*** Opening of Text section ***

How many Kyler Murrays are out there in specialization era?
Published 12:00 am Wednesday, February 13, 2019
By Cliff Brunt
AP Sports Writer
Kyler Murray has chosen football over baseball, at least for now. It is anyone’s guess when the world will see another athlete with the skills and opportunity to have such a choice.
The Oakland Athletics selected Murray ninth overall in the Major League Baseball draft last June. He then went out and won the Heisman Trophy in his only year as Oklahoma’s starting quarterback, declared for the NFL draft last month and picked the NFL over MLB on Monday.
Few athletes have positioned themselves to have such dynamic options. And in this age of youth sports specialization, it may become rarer still.
Deion Sanders played pro football and baseball, and “Prime Time” has a special place in his heart for athletes who excel at a high level in both sports. He wishes more young men had the same opportunities as Murray, but laments that youth sports coaches often encourage kids to pick one main sport at an early age.
“You’ve got some idiot in a youth league telling a kid, ‘If you just focus on this one thing, you’re going to be great,’” Sanders said. “Then, you’ve got the same (kind of) idiot in high school — ‘You’re not going to play this other sport because I’m not going to let you start until you dedicate yourself.’”
Sports specialization has drawn a lot of attention in recent years, with baseball greats such as John Smoltz suggesting it can hurt young players simply because of the wear and tear. Still, many believe it has its place.
After all, most athletes don’t have the gifts of Murray, Sanders or Bo Jackson, the 1986 Heisman winner for Auburn who was an All-Star for the Kansas City Royals in 1989 and made the Pro Bowl for the Los Angeles Raiders in 1990. Tom Westerberg, Murray’s football coach at Allen (Texas) High School who now coaches at Barbers Hill (Texas) High, said even the really good ones often are best served honing their skills in one sport.

*** Close of Text section ***

> **What is expected**
Copy the news story above about Kyler Murray and two-sport athletes word for word, from the headline through the last paragraph.

*** Opening of Record extracts ***

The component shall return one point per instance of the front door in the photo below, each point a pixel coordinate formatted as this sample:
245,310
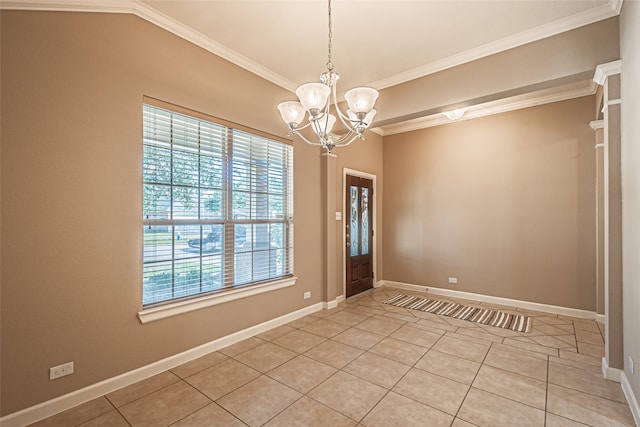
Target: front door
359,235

*** Close of Record extracts ***
*** Opening of Record extracts ***

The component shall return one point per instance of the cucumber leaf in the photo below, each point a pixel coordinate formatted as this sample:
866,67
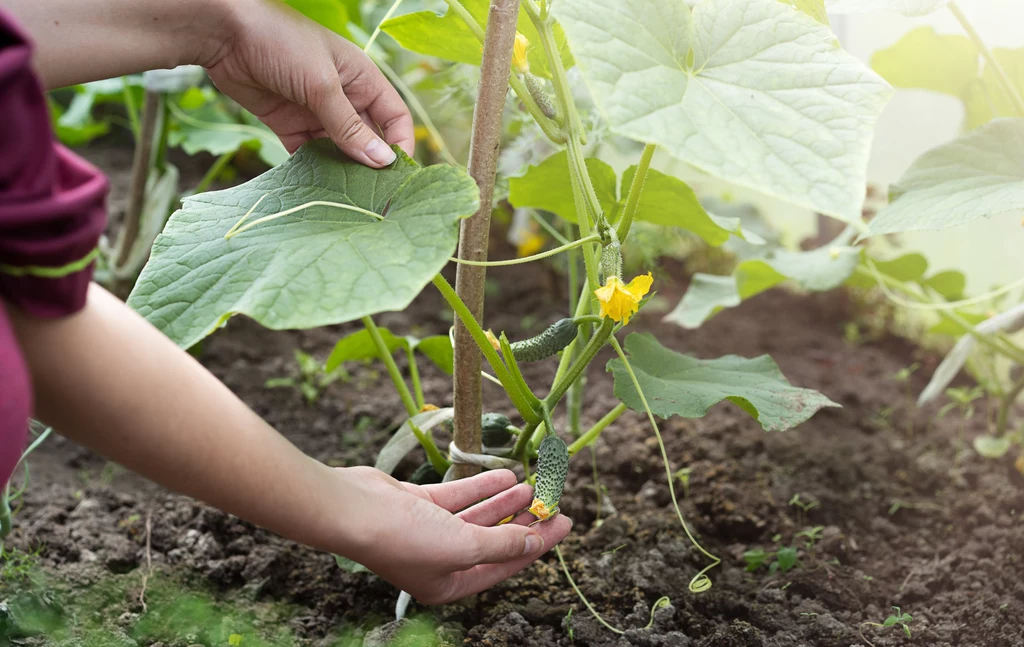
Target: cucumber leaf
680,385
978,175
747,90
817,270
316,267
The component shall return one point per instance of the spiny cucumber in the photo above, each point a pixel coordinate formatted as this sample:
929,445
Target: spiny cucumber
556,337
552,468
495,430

*** Close of Record extracts ***
*** Opening of Record extracts ***

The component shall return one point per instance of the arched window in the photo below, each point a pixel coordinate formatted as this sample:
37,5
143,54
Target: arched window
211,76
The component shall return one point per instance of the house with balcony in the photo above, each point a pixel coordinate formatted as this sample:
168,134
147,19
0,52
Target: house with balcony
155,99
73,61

*** Close of Record extracts ***

> **Solved exercise**
How many Kyler Murrays are out there in specialization era?
Published 12:00 am Wednesday, February 13, 2019
By Cliff Brunt
AP Sports Writer
Kyler Murray has chosen football over baseball, at least for now. It is anyone’s guess when the world will see another athlete with the skills and opportunity to have such a choice.
The Oakland Athletics selected Murray ninth overall in the Major League Baseball draft last June. He then went out and won the Heisman Trophy in his only year as Oklahoma’s starting quarterback, declared for the NFL draft last month and picked the NFL over MLB on Monday.
Few athletes have positioned themselves to have such dynamic options. And in this age of youth sports specialization, it may become rarer still.
Deion Sanders played pro football and baseball, and “Prime Time” has a special place in his heart for athletes who excel at a high level in both sports. He wishes more young men had the same opportunities as Murray, but laments that youth sports coaches often encourage kids to pick one main sport at an early age.
“You’ve got some idiot in a youth league telling a kid, ‘If you just focus on this one thing, you’re going to be great,’” Sanders said. “Then, you’ve got the same (kind of) idiot in high school — ‘You’re not going to play this other sport because I’m not going to let you start until you dedicate yourself.’”
Sports specialization has drawn a lot of attention in recent years, with baseball greats such as John Smoltz suggesting it can hurt young players simply because of the wear and tear. Still, many believe it has its place.
After all, most athletes don’t have the gifts of Murray, Sanders or Bo Jackson, the 1986 Heisman winner for Auburn who was an All-Star for the Kansas City Royals in 1989 and made the Pro Bowl for the Los Angeles Raiders in 1990. Tom Westerberg, Murray’s football coach at Allen (Texas) High School who now coaches at Barbers Hill (Texas) High, said even the really good ones often are best served honing their skills in one sport.